[TEXT BLOCK]:
The Revd Kevin Scully writes:

PREBENDARY Allan Scott, who died on 18 January, aged 81, was a man of firm opinions with a reputation for letting others know what they were. His observations were often tempered with a lively wit.

An only child, he was born in South Shields, studied at Manchester University, and trained for the priesthood at Mirfield, which formed him in many of his Catholic leanings.

On ordination, he served his title in Bradford cum Beswick, in Manchester, becoming Priest-in-Charge of the parish. He left stipendiary ministry to work for the newly formed charity Community Service Volunteers, now Volunteering Matters, serving as an honorary priest in Bramhall and parishes in London.

In 1969, in Sofia, he married Elena, his Bulgarian wife, with whom he had two children, Christina and Anna. She supported his ministry for 33 years.

He was appointed Rector of St Mary’s, Stoke Newington, in 1976, and held that post until his retirement 25 years later. He was installed as a Prebendary of St Paul’s Cathedral in 1991. At Stoke Newington, he was training incumbent to a string of curates, developing a reputation of being something of a tough taskmaster.

As one of these potential colleagues, I was greeted at our first face-to-face encounter with a gesture that took in my florid moustache with the words, “That will have to go!” He had firm rules about clerical wear akin to Henry Ford and the Model T — “You can wear any colour you like as long as it is black” — and insisted that one was in clericals or not — “No mix-and-match.”

He rejuvenated the parish with his inimitable leadership, the congregation grew in number, and he continually sought new ways to involve individuals in their spiritual lives and their practical working-out in their situation. He had a firm eye on all aspects of parish life, including finances, and in effect ran a foodbank from the rectory long before the fashion.

He was extraordinarily well read, and would spend time engaged in reading in the garden with a cup of coffee to equip him for any intellectual locking of horns. For all that, he was a loving pastor who would give time — perhaps too much — to the needy and desperate. Visiting was a plank of his pastoral care.

[SOURCE MATERIAL]:

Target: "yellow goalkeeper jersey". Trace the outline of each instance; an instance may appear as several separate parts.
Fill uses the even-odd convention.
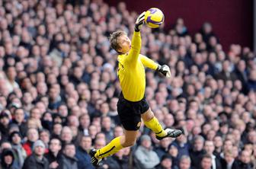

[REQUIRED ACTIONS]:
**a)** According to the obituary of Allan Scott, in what year was he installed as a Prebendary of St Paul's Cathedral?
**b)** Extend the obituary of Allan Scott, picking up after its last sentence.
The listing plays no part in what follows.

[EXPECTED RESULTS]:
**a)** 1991

**b)**
Priestcraft and the work of a priest was central to his ministry, and woe betide anyone who did not agree with that. Liturgy was well planned, involving congregants in many aspects; hymns had to be played swiftly, and preaching had to be thoughtful and not overly long. It was a probably a blessing that there was no microphone on the altar, sparing his listeners his often brusque comments. He was not a lover of gaps in services. He thought it dragged down the impetus of worship.

He had a unique skill for recruitment. When a long-serving member of the flower rota took up the post of churchwarden, he left rotting blooms in church until someone objected, and then he volunteered to fund her training in floral arrangement.

In retirement, he surprised many by becoming a partner in a clothing-manufacture business, which, among other work, produced high-fashion brands, including lines of Victoria Beckham. The relatively shabby Allan whom most people knew was remodelled as a dapper suit-wearing businessman who thrived in all aspects of the project.

His priestly ministry continued at the parishes of St Alban’s, Holborn, and St Bartholomew’s, Stamford Hill. He moved to the College of St Barnabas, Lingfield, not long before his 80th birthday, which was celebrated with a wonderful event organised by his daughters.

He relished the new, especially in theatre. He was quick to see a bargain, and delighted in seeing a wide range of drama, dance, and cabaret. A lifelong member of the Labour Party, he hosted an all-night party, with the ringing of church bells, on the election of the Blair government. He resigned for a brief period over the invasion of Iraq. He was typically forthright in his political views, which reflected his concerns for the vulnerable and underprivileged.

His theological views did not always match his progressive politics. A firm opponent of the ordination of women to the priesthood, he was ready to scrap verbally on the subject with some ferocity. Indeed, he and I once cleared a pub in the parish, and were looked on with some concern by fellow patrons in the bar before a production at the Old Vic.

Having said that, he remained a selector for the Church of England, although for conferences of male candidates only, and, despite his personal views, would support a number of women who went forward for the priesthood. He saw ministry of women as fundamental, if not in Orders.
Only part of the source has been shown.